:: The task ::
Search the listing below for the word "rough" and return each line that contains it.
.....
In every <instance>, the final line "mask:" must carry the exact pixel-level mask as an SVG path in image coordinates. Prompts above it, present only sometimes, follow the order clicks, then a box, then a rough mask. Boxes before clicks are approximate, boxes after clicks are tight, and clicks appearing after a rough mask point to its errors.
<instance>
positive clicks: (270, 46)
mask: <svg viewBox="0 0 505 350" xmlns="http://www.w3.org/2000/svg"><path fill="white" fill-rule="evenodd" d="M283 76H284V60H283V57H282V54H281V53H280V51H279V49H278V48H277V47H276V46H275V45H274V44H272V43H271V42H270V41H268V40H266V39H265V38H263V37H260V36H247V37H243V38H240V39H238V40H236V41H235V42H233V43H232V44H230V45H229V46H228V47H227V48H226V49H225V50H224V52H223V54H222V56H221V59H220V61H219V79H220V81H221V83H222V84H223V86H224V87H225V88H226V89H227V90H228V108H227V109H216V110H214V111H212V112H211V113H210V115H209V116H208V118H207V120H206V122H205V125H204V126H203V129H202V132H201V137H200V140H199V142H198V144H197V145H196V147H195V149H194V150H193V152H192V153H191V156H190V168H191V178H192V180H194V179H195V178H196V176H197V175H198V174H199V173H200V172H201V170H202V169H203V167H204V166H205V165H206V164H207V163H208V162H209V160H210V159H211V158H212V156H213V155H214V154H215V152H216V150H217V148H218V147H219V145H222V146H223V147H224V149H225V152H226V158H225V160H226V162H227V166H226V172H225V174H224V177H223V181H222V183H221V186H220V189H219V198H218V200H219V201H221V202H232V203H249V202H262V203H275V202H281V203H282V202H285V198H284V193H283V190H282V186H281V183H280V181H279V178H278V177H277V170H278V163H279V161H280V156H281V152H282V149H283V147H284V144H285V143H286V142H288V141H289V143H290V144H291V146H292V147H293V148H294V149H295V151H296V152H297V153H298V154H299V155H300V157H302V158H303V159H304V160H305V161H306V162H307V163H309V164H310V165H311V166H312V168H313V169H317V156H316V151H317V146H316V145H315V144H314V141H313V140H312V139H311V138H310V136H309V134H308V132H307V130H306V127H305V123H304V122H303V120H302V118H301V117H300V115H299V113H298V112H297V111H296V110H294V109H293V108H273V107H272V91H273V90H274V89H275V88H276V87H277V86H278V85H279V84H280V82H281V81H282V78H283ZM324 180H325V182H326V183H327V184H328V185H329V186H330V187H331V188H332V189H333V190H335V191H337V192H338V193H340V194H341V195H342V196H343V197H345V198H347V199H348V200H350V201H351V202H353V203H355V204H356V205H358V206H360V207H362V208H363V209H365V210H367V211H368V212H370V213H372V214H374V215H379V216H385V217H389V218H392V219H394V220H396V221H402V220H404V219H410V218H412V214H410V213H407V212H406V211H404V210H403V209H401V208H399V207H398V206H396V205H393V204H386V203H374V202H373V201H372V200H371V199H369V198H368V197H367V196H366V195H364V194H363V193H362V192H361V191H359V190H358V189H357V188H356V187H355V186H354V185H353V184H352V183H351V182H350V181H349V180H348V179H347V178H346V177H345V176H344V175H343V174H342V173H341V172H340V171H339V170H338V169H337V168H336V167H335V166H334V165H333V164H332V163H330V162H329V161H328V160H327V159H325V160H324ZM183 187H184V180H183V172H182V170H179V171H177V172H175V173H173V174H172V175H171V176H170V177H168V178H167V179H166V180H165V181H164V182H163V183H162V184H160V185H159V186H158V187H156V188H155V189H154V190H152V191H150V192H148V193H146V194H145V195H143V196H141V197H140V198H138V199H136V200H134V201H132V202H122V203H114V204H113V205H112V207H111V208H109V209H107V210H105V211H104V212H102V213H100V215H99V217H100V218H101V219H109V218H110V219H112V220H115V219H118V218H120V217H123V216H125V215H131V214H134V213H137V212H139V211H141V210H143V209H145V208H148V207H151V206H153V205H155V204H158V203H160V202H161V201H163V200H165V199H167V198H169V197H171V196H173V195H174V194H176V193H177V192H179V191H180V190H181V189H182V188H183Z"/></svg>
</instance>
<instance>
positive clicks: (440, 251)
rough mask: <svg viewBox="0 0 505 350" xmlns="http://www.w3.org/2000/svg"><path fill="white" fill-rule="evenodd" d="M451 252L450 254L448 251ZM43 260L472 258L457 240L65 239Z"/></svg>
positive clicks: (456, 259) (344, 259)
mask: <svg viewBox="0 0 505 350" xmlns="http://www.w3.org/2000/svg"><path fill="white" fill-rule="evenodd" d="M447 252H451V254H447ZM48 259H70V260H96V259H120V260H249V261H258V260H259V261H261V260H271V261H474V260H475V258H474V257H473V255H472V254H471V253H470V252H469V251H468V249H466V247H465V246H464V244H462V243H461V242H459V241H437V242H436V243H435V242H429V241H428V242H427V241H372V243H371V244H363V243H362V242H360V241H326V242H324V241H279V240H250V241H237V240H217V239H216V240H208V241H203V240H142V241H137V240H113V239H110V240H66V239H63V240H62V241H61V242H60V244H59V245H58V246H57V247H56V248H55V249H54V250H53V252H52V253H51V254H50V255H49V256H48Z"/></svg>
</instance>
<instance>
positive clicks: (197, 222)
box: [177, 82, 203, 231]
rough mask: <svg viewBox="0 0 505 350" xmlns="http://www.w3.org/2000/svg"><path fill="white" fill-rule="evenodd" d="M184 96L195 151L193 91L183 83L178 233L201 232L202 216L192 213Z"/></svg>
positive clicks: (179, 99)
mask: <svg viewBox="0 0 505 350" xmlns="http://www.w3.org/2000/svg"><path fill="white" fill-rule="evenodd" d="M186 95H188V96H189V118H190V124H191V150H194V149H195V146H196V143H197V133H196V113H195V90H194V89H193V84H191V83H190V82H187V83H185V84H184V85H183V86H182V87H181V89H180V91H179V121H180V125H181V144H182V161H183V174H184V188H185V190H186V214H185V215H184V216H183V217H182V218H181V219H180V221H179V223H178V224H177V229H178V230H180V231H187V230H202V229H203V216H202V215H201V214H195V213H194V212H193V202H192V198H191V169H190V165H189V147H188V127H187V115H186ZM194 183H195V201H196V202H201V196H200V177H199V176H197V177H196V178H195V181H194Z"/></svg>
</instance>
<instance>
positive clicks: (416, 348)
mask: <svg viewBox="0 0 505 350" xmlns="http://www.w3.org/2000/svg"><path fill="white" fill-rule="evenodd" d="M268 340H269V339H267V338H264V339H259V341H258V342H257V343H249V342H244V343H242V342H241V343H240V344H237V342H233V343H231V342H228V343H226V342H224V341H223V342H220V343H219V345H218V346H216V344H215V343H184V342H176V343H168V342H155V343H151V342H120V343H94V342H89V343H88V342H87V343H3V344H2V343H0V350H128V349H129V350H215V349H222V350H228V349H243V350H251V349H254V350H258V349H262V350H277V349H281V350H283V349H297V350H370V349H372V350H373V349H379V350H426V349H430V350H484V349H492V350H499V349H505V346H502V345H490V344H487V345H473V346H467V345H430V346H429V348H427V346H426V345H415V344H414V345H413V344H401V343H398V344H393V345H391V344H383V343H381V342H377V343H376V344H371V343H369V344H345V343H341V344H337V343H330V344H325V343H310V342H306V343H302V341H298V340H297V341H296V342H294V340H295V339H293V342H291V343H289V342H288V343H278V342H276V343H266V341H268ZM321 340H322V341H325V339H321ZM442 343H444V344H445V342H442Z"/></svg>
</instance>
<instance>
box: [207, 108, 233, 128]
.....
:: Solution to this task ::
In every <instance>, the final line "mask:" must carry the exact pixel-level mask as an SVG path in image coordinates. Prompts above it, present only sometimes, follow the order clicks, then a box, then a rough mask. Boxes before clicks are approximate, boxes after clicks are tight, and clicks appearing after a rough mask point to its errors.
rough mask: <svg viewBox="0 0 505 350" xmlns="http://www.w3.org/2000/svg"><path fill="white" fill-rule="evenodd" d="M451 252L450 254L448 251ZM43 260L472 258L457 240L65 239Z"/></svg>
rough mask: <svg viewBox="0 0 505 350" xmlns="http://www.w3.org/2000/svg"><path fill="white" fill-rule="evenodd" d="M184 96L195 151L193 91L183 83L178 233L201 232L202 216L192 213Z"/></svg>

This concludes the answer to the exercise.